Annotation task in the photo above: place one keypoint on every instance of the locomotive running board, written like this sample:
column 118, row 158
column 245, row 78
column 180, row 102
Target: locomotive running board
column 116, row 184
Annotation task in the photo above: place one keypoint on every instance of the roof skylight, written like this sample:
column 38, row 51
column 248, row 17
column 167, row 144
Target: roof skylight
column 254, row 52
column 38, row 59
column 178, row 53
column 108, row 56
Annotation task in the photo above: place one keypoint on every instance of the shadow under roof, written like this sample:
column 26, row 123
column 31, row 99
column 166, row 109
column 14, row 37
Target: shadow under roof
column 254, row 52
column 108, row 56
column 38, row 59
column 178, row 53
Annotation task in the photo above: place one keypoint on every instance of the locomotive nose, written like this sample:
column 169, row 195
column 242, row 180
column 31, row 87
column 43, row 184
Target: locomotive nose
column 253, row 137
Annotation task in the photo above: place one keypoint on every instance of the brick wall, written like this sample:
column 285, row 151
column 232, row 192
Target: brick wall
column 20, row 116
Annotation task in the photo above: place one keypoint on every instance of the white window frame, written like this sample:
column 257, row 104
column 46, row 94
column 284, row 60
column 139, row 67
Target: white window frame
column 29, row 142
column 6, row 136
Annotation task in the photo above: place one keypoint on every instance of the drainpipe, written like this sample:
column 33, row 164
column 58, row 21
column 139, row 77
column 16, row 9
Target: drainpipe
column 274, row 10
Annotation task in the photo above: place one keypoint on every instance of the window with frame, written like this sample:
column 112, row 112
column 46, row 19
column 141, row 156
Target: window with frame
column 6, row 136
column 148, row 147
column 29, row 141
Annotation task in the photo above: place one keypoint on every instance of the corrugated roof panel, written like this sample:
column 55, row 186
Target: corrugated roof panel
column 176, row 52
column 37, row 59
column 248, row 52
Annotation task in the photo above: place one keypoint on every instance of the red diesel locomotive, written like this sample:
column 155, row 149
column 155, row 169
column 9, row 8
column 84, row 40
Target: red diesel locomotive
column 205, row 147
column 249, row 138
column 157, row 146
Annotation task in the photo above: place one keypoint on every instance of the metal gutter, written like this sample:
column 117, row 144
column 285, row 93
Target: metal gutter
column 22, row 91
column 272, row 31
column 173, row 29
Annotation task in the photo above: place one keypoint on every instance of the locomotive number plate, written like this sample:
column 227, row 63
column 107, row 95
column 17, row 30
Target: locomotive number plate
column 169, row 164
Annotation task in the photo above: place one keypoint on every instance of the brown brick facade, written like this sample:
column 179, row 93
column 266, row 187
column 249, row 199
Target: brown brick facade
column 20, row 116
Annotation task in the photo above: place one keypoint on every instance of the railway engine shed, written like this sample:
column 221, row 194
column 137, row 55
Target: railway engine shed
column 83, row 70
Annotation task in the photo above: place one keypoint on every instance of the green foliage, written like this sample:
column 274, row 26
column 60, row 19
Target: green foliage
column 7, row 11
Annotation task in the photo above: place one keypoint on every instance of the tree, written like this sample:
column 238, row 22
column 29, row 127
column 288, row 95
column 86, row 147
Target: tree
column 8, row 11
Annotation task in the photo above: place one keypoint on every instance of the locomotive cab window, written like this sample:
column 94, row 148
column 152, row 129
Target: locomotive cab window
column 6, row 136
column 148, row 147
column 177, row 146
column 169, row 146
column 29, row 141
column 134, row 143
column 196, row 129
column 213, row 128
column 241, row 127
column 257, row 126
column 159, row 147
■ ■ ■ ■
**Goal of the exercise:** Rename "keypoint" to "point marker" everywhere in the lines above and reproduce them with nothing else altered.

**Reply to the task:**
Annotation task in the photo above: place one point marker on every instance of the locomotive running board, written like this sample:
column 118, row 158
column 245, row 78
column 180, row 102
Target: locomotive running board
column 116, row 184
Annotation task in the photo above: place one point marker on every instance of the roof skylight, written like this sample:
column 38, row 51
column 248, row 17
column 167, row 144
Target: roof skylight
column 254, row 52
column 38, row 59
column 178, row 53
column 108, row 56
Annotation task in the photo above: place one point marker on every instance of the shadow under roof, written like this sample:
column 26, row 123
column 31, row 99
column 166, row 109
column 14, row 37
Target: shadow under roof
column 254, row 52
column 108, row 56
column 38, row 59
column 178, row 53
Annotation task in the photo above: place one point marker on every instance of the locomotive nose, written like this sample:
column 169, row 195
column 242, row 180
column 31, row 87
column 43, row 184
Target: locomotive nose
column 253, row 137
Annotation task in the photo above: place one point marker on every instance of the brick wall, written like this sample:
column 285, row 151
column 232, row 192
Target: brick wall
column 20, row 116
Annotation task in the photo above: place one point marker on every instance of the white window frame, written like this sample:
column 257, row 104
column 46, row 94
column 284, row 60
column 139, row 67
Target: white window frame
column 29, row 142
column 6, row 136
Annotation task in the photo above: place one point marker on every instance of the drainpipe, written like this sample:
column 33, row 164
column 58, row 21
column 139, row 77
column 16, row 9
Target: drainpipe
column 274, row 10
Annotation task in the photo above: place one point marker on every instance of the window with frame, written like this sample:
column 112, row 112
column 46, row 19
column 141, row 156
Target: window with frame
column 6, row 136
column 148, row 147
column 29, row 141
Annotation task in the photo above: place one point marker on every instance of the corrugated roof panel, written like this sample:
column 55, row 186
Target: corrugated roof panel
column 176, row 52
column 37, row 59
column 248, row 52
Annotation task in the photo above: place one point marker on every instance of the red diesel locomotive, written like this sample:
column 155, row 149
column 155, row 169
column 9, row 8
column 84, row 40
Target: red diesel locomotive
column 205, row 147
column 249, row 138
column 157, row 146
Annotation task in the photo above: place one point marker on every instance of the metal gutter, written like this sample:
column 117, row 144
column 285, row 93
Target: metal gutter
column 22, row 91
column 272, row 31
column 173, row 29
Annotation task in the photo above: place one point marker on every instance of the locomotive number plate, written like this sample:
column 227, row 63
column 107, row 95
column 17, row 30
Target: locomotive number plate
column 169, row 164
Annotation task in the photo above: place one point marker on every instance of the brown brick facade, written like this sample:
column 179, row 93
column 266, row 187
column 249, row 199
Target: brown brick facade
column 20, row 116
Annotation task in the photo above: place one point marker on every instance of the railway engine shed, written like this sample:
column 221, row 194
column 137, row 55
Target: railway engine shed
column 83, row 70
Annotation task in the photo above: place one point marker on every instance of the green foliage, written like this sample:
column 274, row 26
column 60, row 19
Target: green foliage
column 7, row 11
Annotation task in the photo above: place one point marker on every instance of the tree, written like this sample:
column 238, row 22
column 29, row 127
column 288, row 95
column 86, row 147
Target: tree
column 8, row 11
Annotation task in the photo above: place one point marker on every instance of the locomotive cab window, written like this sample:
column 94, row 148
column 152, row 129
Target: locomotive cab window
column 6, row 136
column 148, row 147
column 177, row 146
column 169, row 146
column 29, row 141
column 134, row 143
column 196, row 129
column 213, row 128
column 241, row 127
column 257, row 126
column 159, row 147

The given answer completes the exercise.